▶ _TASK INSTRUCTIONS_
A single number is required: how many lines in the records below contain "every".

Stored items:
-=-=-

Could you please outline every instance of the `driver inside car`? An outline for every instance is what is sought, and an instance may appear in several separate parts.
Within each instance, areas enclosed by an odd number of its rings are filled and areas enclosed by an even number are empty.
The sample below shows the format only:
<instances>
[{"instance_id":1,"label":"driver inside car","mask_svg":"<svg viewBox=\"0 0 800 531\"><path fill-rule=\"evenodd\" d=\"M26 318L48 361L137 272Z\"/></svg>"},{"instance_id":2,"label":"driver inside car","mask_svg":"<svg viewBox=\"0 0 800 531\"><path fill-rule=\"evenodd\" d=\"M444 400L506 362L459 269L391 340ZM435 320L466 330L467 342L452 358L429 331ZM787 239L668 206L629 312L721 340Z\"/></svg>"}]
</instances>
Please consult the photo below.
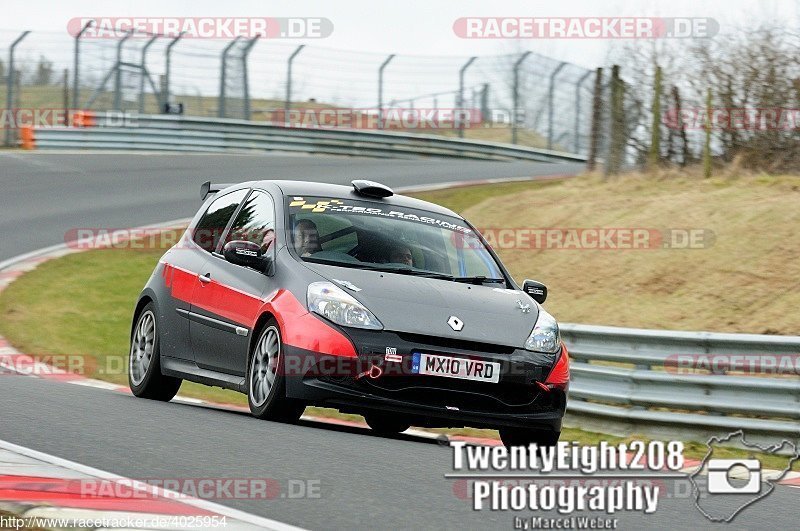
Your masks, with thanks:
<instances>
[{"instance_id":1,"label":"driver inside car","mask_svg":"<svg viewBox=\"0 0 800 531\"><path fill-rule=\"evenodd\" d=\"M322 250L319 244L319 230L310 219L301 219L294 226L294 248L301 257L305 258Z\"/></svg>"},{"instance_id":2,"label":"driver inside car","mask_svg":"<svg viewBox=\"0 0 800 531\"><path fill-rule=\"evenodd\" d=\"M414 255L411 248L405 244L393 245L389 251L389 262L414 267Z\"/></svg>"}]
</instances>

-=-=-

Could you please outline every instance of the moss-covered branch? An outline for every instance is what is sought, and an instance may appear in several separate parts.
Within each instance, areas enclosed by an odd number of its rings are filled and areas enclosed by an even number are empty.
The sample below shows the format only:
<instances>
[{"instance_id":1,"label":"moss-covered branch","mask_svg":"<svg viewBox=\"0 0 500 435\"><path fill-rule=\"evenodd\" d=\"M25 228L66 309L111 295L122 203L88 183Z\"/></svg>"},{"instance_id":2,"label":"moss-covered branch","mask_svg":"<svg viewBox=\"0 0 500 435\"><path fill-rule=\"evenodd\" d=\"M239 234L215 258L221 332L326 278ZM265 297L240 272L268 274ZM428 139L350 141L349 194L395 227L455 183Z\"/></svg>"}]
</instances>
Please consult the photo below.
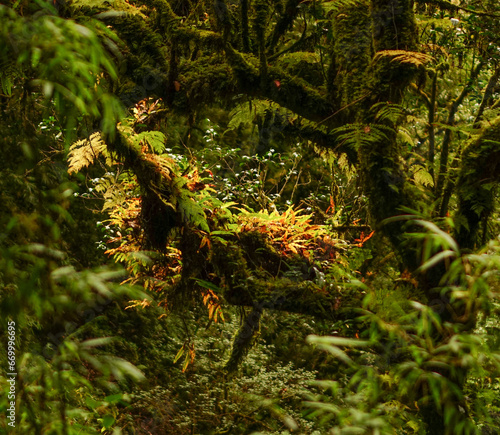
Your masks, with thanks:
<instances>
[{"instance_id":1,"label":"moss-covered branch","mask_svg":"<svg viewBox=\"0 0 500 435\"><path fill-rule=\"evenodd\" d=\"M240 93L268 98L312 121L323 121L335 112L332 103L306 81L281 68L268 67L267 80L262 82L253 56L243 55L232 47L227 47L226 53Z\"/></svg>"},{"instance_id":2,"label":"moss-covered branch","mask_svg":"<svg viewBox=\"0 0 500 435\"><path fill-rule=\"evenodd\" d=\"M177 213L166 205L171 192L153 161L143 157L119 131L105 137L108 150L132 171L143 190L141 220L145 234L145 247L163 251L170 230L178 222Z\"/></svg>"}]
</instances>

-=-=-

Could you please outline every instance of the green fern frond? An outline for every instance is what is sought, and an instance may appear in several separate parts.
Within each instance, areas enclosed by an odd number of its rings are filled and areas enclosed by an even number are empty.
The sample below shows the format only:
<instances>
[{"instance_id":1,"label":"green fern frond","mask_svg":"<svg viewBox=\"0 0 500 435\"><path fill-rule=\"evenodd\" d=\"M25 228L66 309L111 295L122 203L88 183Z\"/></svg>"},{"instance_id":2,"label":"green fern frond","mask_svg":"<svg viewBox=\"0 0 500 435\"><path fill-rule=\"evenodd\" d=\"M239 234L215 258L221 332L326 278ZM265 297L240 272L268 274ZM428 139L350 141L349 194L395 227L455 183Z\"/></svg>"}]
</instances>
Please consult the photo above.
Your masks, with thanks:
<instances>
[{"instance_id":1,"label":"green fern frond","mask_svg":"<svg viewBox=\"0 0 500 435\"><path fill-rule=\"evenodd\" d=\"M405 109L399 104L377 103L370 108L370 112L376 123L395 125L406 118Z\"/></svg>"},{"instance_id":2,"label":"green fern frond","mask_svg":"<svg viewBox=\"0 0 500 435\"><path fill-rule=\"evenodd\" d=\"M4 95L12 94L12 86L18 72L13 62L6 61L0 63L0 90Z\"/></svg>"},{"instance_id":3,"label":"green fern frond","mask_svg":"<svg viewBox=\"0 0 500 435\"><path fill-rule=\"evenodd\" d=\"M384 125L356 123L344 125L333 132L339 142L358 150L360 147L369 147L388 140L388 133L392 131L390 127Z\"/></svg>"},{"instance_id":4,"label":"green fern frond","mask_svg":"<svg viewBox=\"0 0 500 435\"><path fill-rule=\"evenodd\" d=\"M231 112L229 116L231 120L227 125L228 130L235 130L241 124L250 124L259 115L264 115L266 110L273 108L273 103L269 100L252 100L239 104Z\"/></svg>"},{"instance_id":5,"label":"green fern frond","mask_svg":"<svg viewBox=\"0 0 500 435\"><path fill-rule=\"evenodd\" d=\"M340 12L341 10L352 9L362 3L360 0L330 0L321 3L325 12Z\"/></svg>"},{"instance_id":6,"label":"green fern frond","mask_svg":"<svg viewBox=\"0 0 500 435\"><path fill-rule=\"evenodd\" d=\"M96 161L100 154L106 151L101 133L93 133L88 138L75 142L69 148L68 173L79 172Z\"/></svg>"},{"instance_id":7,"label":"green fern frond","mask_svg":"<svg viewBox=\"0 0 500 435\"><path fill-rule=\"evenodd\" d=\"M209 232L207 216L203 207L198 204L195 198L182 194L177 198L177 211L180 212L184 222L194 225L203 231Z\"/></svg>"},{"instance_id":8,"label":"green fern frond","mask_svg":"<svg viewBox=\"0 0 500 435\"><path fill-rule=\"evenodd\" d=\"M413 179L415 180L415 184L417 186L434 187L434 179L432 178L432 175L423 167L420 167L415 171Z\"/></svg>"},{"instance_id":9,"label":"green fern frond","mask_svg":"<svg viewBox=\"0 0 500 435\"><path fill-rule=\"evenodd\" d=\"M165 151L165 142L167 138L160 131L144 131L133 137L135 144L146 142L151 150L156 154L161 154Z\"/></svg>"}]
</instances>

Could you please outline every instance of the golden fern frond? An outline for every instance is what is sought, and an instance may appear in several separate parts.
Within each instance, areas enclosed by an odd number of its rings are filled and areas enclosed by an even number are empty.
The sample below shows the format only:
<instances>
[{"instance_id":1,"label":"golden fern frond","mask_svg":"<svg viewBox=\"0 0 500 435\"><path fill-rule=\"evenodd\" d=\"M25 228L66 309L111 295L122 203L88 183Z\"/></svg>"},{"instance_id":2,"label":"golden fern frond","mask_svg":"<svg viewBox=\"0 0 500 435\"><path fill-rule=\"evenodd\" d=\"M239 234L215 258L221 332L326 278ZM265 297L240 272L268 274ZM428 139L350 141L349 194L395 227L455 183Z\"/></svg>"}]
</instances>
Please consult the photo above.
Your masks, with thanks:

-=-=-

▶ _WRITTEN ANSWER_
4